====== Dataset excerpts ======

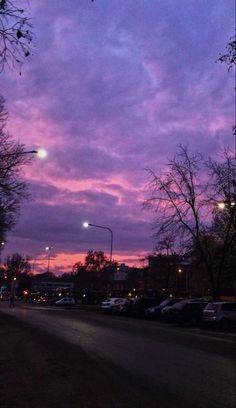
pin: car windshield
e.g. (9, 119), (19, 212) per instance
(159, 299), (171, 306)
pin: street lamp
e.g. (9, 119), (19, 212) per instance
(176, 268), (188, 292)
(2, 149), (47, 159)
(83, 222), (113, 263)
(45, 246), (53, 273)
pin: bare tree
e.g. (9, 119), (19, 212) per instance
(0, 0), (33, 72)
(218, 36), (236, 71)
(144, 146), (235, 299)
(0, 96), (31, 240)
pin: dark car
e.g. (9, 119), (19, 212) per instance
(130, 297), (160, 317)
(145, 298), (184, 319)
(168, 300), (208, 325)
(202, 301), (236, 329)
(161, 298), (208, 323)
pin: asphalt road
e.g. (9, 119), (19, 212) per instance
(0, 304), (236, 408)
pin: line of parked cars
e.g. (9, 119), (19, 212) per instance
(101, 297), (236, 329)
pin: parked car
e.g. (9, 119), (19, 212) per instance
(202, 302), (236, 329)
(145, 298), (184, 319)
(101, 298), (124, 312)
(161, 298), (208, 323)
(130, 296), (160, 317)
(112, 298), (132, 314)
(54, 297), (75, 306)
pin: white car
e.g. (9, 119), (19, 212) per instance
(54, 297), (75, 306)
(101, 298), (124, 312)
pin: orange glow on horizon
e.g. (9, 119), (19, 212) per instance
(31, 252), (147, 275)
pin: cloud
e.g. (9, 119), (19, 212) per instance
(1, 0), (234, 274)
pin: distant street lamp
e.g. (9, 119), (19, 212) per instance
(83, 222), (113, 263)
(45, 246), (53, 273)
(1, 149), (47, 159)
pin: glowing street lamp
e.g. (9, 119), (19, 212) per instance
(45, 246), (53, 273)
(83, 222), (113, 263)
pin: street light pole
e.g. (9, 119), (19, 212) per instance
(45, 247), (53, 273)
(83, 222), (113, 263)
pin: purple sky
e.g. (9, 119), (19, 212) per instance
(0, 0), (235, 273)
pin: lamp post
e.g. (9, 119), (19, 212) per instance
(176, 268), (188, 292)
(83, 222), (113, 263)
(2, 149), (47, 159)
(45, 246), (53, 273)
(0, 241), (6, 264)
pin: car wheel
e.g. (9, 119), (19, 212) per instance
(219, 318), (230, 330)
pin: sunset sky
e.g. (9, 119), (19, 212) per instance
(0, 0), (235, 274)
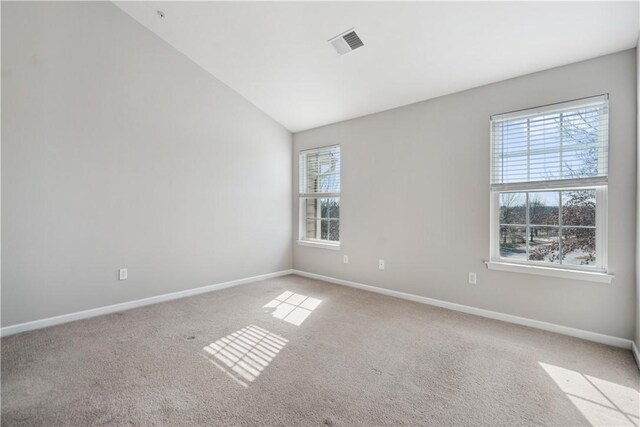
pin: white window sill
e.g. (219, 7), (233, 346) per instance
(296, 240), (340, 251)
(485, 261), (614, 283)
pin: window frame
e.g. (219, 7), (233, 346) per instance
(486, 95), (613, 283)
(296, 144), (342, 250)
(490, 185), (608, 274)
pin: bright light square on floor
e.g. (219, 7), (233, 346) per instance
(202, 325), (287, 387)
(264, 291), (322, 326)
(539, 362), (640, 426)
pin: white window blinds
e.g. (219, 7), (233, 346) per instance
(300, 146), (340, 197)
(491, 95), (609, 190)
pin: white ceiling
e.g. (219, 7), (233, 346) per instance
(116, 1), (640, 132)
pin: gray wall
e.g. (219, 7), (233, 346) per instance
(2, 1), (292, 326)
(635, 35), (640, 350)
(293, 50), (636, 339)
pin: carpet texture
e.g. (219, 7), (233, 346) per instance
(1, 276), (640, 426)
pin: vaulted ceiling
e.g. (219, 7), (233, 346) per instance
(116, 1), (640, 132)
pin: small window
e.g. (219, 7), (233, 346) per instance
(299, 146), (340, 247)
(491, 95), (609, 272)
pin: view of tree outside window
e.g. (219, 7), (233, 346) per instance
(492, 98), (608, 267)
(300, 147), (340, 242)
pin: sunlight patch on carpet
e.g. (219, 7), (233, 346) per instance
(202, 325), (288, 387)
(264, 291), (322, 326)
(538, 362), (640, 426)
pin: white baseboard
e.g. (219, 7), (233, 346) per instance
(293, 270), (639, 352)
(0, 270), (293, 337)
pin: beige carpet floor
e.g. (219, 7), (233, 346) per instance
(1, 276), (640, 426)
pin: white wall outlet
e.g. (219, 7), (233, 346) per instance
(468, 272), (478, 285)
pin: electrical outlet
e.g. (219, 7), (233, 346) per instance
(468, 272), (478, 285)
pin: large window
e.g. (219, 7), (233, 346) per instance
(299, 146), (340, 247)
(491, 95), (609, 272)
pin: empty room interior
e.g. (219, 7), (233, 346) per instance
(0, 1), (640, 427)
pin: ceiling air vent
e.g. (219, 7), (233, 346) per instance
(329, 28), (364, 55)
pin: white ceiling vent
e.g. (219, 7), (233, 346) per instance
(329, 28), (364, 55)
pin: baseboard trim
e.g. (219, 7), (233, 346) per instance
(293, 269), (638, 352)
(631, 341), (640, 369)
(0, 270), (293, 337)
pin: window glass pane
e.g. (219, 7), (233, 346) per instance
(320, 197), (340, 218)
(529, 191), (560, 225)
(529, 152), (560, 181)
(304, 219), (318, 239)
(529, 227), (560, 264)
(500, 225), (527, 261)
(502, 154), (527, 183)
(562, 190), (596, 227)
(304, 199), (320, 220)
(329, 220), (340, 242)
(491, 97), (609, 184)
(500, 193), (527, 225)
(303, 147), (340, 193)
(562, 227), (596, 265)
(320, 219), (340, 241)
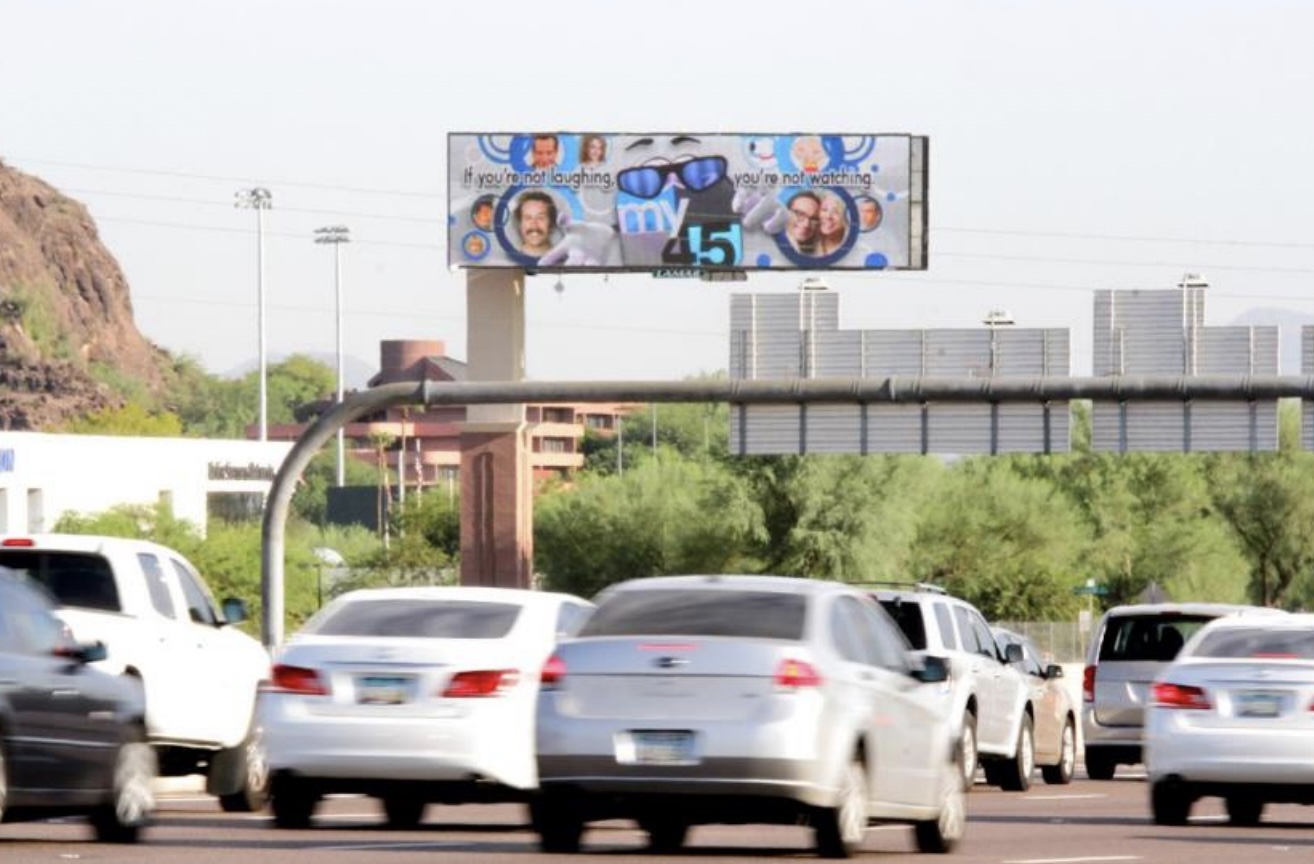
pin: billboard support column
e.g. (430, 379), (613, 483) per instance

======

What to do:
Render all of the data above as a numbered list, leaving out blank lines and the pictures.

Reply to the exercise:
1. pin: car windshield
2. e.g. (9, 119), (19, 212) per instance
3. (159, 299), (171, 306)
4. pin: street lamp
5. e.g. (9, 119), (19, 212) per instance
6. (176, 268), (188, 292)
7. (2, 149), (47, 159)
8. (83, 222), (113, 263)
9. (45, 246), (53, 273)
10. pin: bare tree
11. e.g. (9, 119), (19, 212) per instance
12. (0, 0), (33, 72)
13. (218, 36), (236, 71)
14. (144, 146), (235, 299)
15. (0, 96), (31, 240)
16. pin: dark car
17. e.g. (9, 119), (19, 212) per instance
18. (130, 297), (160, 317)
19. (145, 298), (184, 319)
20. (168, 300), (208, 325)
21. (202, 301), (236, 329)
22. (161, 298), (208, 323)
23. pin: asphalt road
24. e.g. (9, 119), (19, 212) per instance
25. (0, 304), (236, 408)
26. pin: line of parked cars
27. e.g. (9, 119), (19, 212) per instance
28. (101, 297), (236, 329)
29. pin: parked car
30. e.g. (9, 119), (19, 212) per instance
31. (202, 302), (236, 329)
32. (145, 298), (184, 319)
33. (101, 298), (124, 312)
34. (161, 298), (208, 323)
35. (130, 296), (160, 317)
36. (112, 298), (132, 314)
37. (54, 297), (75, 306)
38. pin: white car
39. e.g. (9, 119), (19, 212) per instance
40. (54, 297), (75, 306)
41. (101, 298), (124, 312)
42. pin: orange glow on horizon
43. e.g. (9, 119), (19, 212) per instance
44. (31, 252), (147, 275)
45. pin: cloud
46. e.g. (9, 119), (19, 212) per instance
47. (1, 0), (234, 274)
48. pin: distant street lamp
49. e.g. (9, 119), (19, 212) per instance
50. (83, 222), (113, 263)
51. (45, 246), (53, 273)
52. (1, 149), (47, 159)
53. pin: glowing street lamp
54. e.g. (9, 119), (19, 212) per instance
55. (45, 246), (53, 273)
56. (83, 222), (113, 263)
57. pin: street light pole
58. e.g. (9, 119), (19, 212) per instance
59. (45, 247), (53, 273)
60. (83, 222), (113, 263)
61. pin: purple sky
62. e.g. (9, 119), (19, 212) per instance
63. (0, 0), (235, 273)
64. pin: lamp post
65. e.g. (9, 119), (19, 212) per instance
66. (176, 268), (188, 292)
67. (83, 222), (113, 263)
68. (2, 149), (47, 159)
69. (45, 246), (53, 273)
70. (0, 241), (6, 264)
71. pin: car wheel
72. e.g. (9, 119), (19, 212) per instance
73. (219, 318), (230, 330)
74. pin: sunset sky
75. e.g. (9, 119), (19, 212) per instance
76. (0, 0), (235, 274)
77. pin: white window sill
78. e.g. (219, 7), (233, 346) per instance
79. (296, 240), (340, 251)
80. (485, 261), (614, 283)
81. pin: window frame
82. e.g. (219, 7), (233, 346) per instance
83. (486, 95), (613, 283)
84. (296, 144), (342, 250)
85. (490, 185), (608, 274)
86. pin: bright light square on floor
87. e.g. (219, 7), (233, 346) per instance
88. (202, 325), (287, 387)
89. (264, 291), (322, 326)
90. (539, 362), (640, 426)
91. pin: white window blinds
92. e.g. (219, 7), (233, 346) per instance
93. (300, 146), (340, 197)
94. (491, 95), (609, 190)
95. pin: white ceiling
96. e.g. (219, 7), (233, 346) per instance
97. (116, 1), (640, 132)
98. pin: gray wall
99. e.g. (219, 7), (233, 346) per instance
100. (2, 1), (292, 326)
101. (635, 35), (640, 350)
102. (293, 50), (636, 339)
103. pin: carpet texture
104. e.g. (219, 7), (233, 346) per instance
105. (1, 276), (640, 426)
106. pin: vaulted ceiling
107. e.g. (219, 7), (233, 346) per instance
108. (116, 1), (640, 132)
109. pin: small window
110. e.g. (219, 7), (233, 346) per instance
111. (299, 146), (340, 247)
112. (491, 95), (609, 272)
113. pin: view of tree outside window
114. e.g. (219, 7), (233, 346) per instance
115. (492, 98), (608, 267)
116. (300, 147), (340, 242)
117. pin: sunlight patch on carpet
118. e.g. (219, 7), (233, 346) per instance
119. (202, 325), (288, 387)
120. (264, 291), (322, 326)
121. (538, 362), (640, 426)
122. pin: white baseboard
123. e.g. (219, 7), (233, 346) per instance
124. (293, 270), (639, 352)
125. (0, 270), (293, 337)
126. pin: beige carpet floor
127. e.g. (219, 7), (233, 346) per instance
128. (1, 276), (640, 426)
129. pin: white wall outlet
130. e.g. (219, 7), (233, 346) per instance
131. (468, 272), (478, 285)
132. pin: electrical outlet
133. e.g. (219, 7), (233, 346) per instance
134. (468, 272), (478, 285)
135. pin: large window
136. e.g. (219, 7), (233, 346) per instance
137. (299, 146), (340, 247)
138. (491, 95), (609, 272)
139. pin: empty room interior
140. e.g. (219, 7), (233, 346) per instance
141. (0, 1), (640, 427)
142. pin: ceiling air vent
143. e.g. (219, 7), (233, 346) per instance
144. (329, 28), (364, 55)
145. pin: white ceiling vent
146. e.g. (219, 7), (233, 346) per instance
147. (329, 28), (364, 55)
148. pin: baseboard trim
149. e.g. (219, 7), (233, 346) per instance
150. (293, 269), (638, 352)
151. (631, 341), (640, 369)
152. (0, 270), (293, 337)
153. pin: window glass pane
154. e.g. (219, 7), (233, 346) per instance
155. (320, 197), (340, 218)
156. (529, 191), (560, 225)
157. (529, 152), (560, 181)
158. (304, 219), (318, 239)
159. (529, 227), (560, 264)
160. (500, 225), (527, 261)
161. (502, 154), (527, 183)
162. (562, 190), (596, 227)
163. (304, 199), (320, 220)
164. (329, 220), (340, 242)
165. (491, 97), (609, 184)
166. (500, 193), (527, 225)
167. (303, 147), (340, 193)
168. (562, 227), (596, 265)
169. (320, 219), (340, 241)
170. pin: billboard support column
171. e.g. (430, 379), (613, 483) per instance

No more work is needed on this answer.